Your task: Extract each line of the data below exactly as written.

Data rows:
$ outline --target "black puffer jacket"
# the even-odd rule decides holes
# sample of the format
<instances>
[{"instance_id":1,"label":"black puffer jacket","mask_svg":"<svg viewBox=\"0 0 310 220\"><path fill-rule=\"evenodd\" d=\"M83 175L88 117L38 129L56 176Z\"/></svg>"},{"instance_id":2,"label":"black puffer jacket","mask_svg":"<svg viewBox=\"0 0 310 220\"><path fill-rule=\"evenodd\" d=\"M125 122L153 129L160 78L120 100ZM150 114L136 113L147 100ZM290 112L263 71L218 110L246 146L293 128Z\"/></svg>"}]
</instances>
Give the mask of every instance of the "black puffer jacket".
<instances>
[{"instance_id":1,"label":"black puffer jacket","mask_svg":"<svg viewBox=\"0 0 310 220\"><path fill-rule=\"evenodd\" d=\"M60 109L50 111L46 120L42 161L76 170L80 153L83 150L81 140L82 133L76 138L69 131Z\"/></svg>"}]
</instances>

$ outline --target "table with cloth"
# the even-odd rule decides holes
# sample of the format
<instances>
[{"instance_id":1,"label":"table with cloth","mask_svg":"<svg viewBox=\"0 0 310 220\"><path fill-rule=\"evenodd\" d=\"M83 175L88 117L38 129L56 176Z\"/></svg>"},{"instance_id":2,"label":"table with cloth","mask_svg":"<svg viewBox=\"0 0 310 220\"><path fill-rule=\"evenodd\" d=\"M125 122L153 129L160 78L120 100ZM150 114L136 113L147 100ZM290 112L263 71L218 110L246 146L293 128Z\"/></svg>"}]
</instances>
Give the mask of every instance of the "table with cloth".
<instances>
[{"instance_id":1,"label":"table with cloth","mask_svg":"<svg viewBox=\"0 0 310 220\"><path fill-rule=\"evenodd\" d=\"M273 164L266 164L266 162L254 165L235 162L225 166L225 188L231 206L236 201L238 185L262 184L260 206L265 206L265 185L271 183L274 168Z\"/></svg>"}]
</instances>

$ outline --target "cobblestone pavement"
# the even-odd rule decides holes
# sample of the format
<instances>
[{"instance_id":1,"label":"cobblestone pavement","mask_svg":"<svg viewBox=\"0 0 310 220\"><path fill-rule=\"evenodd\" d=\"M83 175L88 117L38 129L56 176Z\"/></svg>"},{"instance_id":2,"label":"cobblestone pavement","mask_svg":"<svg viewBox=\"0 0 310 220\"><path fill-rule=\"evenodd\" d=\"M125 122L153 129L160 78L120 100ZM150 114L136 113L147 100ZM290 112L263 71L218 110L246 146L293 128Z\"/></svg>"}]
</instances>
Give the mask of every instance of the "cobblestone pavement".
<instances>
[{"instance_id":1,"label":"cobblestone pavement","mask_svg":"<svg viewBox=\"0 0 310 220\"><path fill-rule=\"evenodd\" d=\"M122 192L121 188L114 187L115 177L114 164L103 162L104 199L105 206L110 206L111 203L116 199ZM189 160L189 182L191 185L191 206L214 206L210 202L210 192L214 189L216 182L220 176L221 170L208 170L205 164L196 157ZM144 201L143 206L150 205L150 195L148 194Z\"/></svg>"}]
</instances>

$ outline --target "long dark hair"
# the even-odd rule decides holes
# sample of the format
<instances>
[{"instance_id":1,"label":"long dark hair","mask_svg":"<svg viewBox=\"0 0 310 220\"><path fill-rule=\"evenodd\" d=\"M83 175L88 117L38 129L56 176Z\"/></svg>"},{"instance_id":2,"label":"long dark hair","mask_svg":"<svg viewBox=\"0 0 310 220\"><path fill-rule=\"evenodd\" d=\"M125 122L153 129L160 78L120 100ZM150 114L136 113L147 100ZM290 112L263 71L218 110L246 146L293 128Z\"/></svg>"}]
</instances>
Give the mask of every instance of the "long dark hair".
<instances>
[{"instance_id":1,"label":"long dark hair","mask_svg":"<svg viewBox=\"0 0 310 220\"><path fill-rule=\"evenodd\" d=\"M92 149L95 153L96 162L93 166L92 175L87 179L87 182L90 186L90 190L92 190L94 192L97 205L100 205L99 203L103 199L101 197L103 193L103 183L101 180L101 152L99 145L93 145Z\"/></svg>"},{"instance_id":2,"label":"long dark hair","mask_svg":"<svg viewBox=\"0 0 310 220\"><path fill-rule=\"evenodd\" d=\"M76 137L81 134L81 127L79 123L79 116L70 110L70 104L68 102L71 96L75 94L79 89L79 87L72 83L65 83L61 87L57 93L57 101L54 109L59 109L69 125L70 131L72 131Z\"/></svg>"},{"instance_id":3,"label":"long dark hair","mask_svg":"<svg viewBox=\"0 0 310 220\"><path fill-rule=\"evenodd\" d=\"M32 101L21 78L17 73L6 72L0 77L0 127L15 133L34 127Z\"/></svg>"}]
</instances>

Exercise response:
$ outline --target "black puffer jacket"
# the even-odd rule decides holes
# sample of the format
<instances>
[{"instance_id":1,"label":"black puffer jacket","mask_svg":"<svg viewBox=\"0 0 310 220\"><path fill-rule=\"evenodd\" d=\"M83 175L88 117L38 129L56 176Z\"/></svg>"},{"instance_id":2,"label":"black puffer jacket","mask_svg":"<svg viewBox=\"0 0 310 220\"><path fill-rule=\"evenodd\" d=\"M125 122L153 129L160 78L120 100ZM150 114L136 113L147 100ZM290 112L263 71L218 110L246 146L293 128Z\"/></svg>"}]
</instances>
Give the mask of every instance of the "black puffer jacket".
<instances>
[{"instance_id":1,"label":"black puffer jacket","mask_svg":"<svg viewBox=\"0 0 310 220\"><path fill-rule=\"evenodd\" d=\"M60 109L50 111L46 120L42 161L76 170L80 153L83 150L81 140L82 133L76 138L69 131Z\"/></svg>"}]
</instances>

$ outline --target "table with cloth"
# the even-odd rule decides holes
# sample of the format
<instances>
[{"instance_id":1,"label":"table with cloth","mask_svg":"<svg viewBox=\"0 0 310 220\"><path fill-rule=\"evenodd\" d=\"M83 175L88 117L38 129L56 176Z\"/></svg>"},{"instance_id":2,"label":"table with cloth","mask_svg":"<svg viewBox=\"0 0 310 220\"><path fill-rule=\"evenodd\" d=\"M125 122L153 129L160 78L120 100ZM150 114L136 113L147 100ZM290 112L263 71L218 110L246 146L293 128Z\"/></svg>"}]
</instances>
Give the mask of every instance of the "table with cloth".
<instances>
[{"instance_id":1,"label":"table with cloth","mask_svg":"<svg viewBox=\"0 0 310 220\"><path fill-rule=\"evenodd\" d=\"M273 164L266 164L266 162L254 165L235 162L225 166L225 188L231 206L236 201L238 185L262 184L260 206L265 206L265 185L271 183L274 168Z\"/></svg>"}]
</instances>

$ outline --target "cobblestone pavement"
# the even-odd rule decides holes
# sample of the format
<instances>
[{"instance_id":1,"label":"cobblestone pavement","mask_svg":"<svg viewBox=\"0 0 310 220\"><path fill-rule=\"evenodd\" d=\"M83 175L88 117L38 129L56 176Z\"/></svg>"},{"instance_id":2,"label":"cobblestone pavement","mask_svg":"<svg viewBox=\"0 0 310 220\"><path fill-rule=\"evenodd\" d=\"M125 122L153 129L160 78L120 100ZM150 114L136 113L147 100ZM290 112L263 71L218 110L246 146L293 128Z\"/></svg>"}]
</instances>
Give the mask of every instance of the "cobblestone pavement".
<instances>
[{"instance_id":1,"label":"cobblestone pavement","mask_svg":"<svg viewBox=\"0 0 310 220\"><path fill-rule=\"evenodd\" d=\"M122 192L121 188L114 187L115 177L114 164L103 162L104 199L105 206L110 206L111 203L116 199ZM189 160L189 182L191 185L191 206L214 206L210 202L210 192L214 189L216 182L220 176L221 170L208 170L205 164L196 157ZM144 201L143 206L150 205L150 195L148 194Z\"/></svg>"}]
</instances>

$ outline --target "long dark hair"
# the even-odd rule decides holes
# sample of the format
<instances>
[{"instance_id":1,"label":"long dark hair","mask_svg":"<svg viewBox=\"0 0 310 220\"><path fill-rule=\"evenodd\" d=\"M83 175L88 117L38 129L56 176Z\"/></svg>"},{"instance_id":2,"label":"long dark hair","mask_svg":"<svg viewBox=\"0 0 310 220\"><path fill-rule=\"evenodd\" d=\"M125 122L153 129L160 78L120 100ZM150 114L136 113L147 100ZM290 112L263 71L218 110L246 146L293 128Z\"/></svg>"}]
</instances>
Give the mask of every instance of the "long dark hair".
<instances>
[{"instance_id":1,"label":"long dark hair","mask_svg":"<svg viewBox=\"0 0 310 220\"><path fill-rule=\"evenodd\" d=\"M92 149L95 153L96 162L93 166L92 175L87 179L87 182L90 186L90 190L92 190L94 192L97 205L100 205L99 203L103 199L101 197L103 193L103 183L101 180L101 152L99 145L93 145Z\"/></svg>"},{"instance_id":2,"label":"long dark hair","mask_svg":"<svg viewBox=\"0 0 310 220\"><path fill-rule=\"evenodd\" d=\"M76 137L81 134L81 127L79 123L79 116L70 110L70 104L68 102L71 96L75 94L79 89L79 87L72 83L65 83L61 87L57 93L57 101L54 109L59 109L69 125L70 131L72 131Z\"/></svg>"},{"instance_id":3,"label":"long dark hair","mask_svg":"<svg viewBox=\"0 0 310 220\"><path fill-rule=\"evenodd\" d=\"M32 101L21 78L17 73L6 72L0 77L0 127L15 133L34 127Z\"/></svg>"}]
</instances>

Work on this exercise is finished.